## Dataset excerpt
________
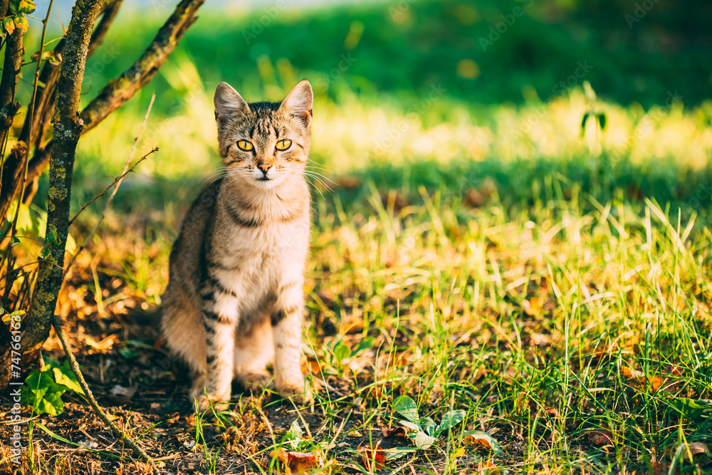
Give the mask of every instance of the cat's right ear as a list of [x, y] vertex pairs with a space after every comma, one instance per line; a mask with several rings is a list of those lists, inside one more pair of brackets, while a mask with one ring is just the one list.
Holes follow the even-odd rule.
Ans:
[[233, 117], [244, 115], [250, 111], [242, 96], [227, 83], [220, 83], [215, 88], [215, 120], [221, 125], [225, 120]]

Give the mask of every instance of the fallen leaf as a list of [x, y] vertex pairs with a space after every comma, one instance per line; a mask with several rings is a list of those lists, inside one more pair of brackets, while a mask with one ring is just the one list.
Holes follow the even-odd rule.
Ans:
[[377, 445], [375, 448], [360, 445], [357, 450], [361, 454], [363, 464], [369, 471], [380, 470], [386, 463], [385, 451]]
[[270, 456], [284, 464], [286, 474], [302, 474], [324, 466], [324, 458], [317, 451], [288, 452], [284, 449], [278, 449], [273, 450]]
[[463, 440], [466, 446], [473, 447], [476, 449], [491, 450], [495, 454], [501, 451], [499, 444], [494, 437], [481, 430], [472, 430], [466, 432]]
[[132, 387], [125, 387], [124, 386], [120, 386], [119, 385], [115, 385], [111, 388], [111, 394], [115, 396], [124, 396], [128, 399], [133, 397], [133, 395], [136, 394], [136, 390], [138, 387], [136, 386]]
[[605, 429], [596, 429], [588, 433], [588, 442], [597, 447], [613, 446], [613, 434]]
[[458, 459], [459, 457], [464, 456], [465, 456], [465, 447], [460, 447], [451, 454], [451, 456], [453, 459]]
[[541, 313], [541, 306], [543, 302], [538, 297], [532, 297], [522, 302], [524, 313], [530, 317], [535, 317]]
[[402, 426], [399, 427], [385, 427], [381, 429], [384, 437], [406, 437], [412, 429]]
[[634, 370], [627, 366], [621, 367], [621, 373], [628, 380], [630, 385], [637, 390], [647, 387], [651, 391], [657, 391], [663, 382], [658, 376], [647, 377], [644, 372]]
________
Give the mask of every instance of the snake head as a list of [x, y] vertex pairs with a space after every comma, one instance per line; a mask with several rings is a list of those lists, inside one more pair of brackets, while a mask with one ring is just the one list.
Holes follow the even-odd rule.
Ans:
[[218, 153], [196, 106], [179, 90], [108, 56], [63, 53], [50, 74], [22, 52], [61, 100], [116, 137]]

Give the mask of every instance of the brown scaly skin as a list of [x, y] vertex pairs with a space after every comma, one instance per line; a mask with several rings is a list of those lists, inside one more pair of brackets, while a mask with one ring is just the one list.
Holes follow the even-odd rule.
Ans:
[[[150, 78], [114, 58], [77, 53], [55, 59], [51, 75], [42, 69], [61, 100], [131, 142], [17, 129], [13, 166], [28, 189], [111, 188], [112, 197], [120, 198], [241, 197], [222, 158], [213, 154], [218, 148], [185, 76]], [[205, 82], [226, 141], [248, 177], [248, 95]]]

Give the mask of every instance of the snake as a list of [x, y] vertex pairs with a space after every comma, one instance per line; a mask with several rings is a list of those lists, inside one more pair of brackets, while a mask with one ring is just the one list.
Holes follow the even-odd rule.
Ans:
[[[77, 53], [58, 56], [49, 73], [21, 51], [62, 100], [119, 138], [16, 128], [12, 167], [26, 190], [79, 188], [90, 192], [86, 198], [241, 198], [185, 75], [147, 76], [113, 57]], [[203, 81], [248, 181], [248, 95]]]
________
## PROMPT
Please find each line in the items above that contains the word "every" and copy those lines out. Case counts.

## SOLUTION TO THIS EXERCISE
Give the mask of every instance of the cat's right ear as a list of [x, y] vertex pairs with a space after every comma, one instance per line; a mask with several rings is a list of those lists, inside one more pair of brackets, while a mask with one ring is just the one list.
Give the mask of every instance of the fallen leaf as a list of [x, y] vertex pairs with a space after every comma, one instance per line; a mask with several rings is a list of those lists, inside one more pair of brackets, while a mask with one ring is just the one list.
Give the mask of every instance of the snake head as a list of [x, y] vertex pairs with a space after every comma, one instance per line; a mask with several rings is a list of those lists, inside one more pair of brackets, while a mask with one ring is just the one list.
Give the mask of every instance of the brown scaly skin as a list of [x, y] vertex pairs with a space after every comma, one instance per line; a mask with several rings is a list of those lists, inside one more pair of brackets, while a mask with one ring is just the one list.
Give the mask of every instance of the snake as a list of [x, y] vertex pairs with a space after every comma, one instance per line; a mask with several rings is a list of those lists, inside one more pair of brackets, while a mask with one ring is just the one list.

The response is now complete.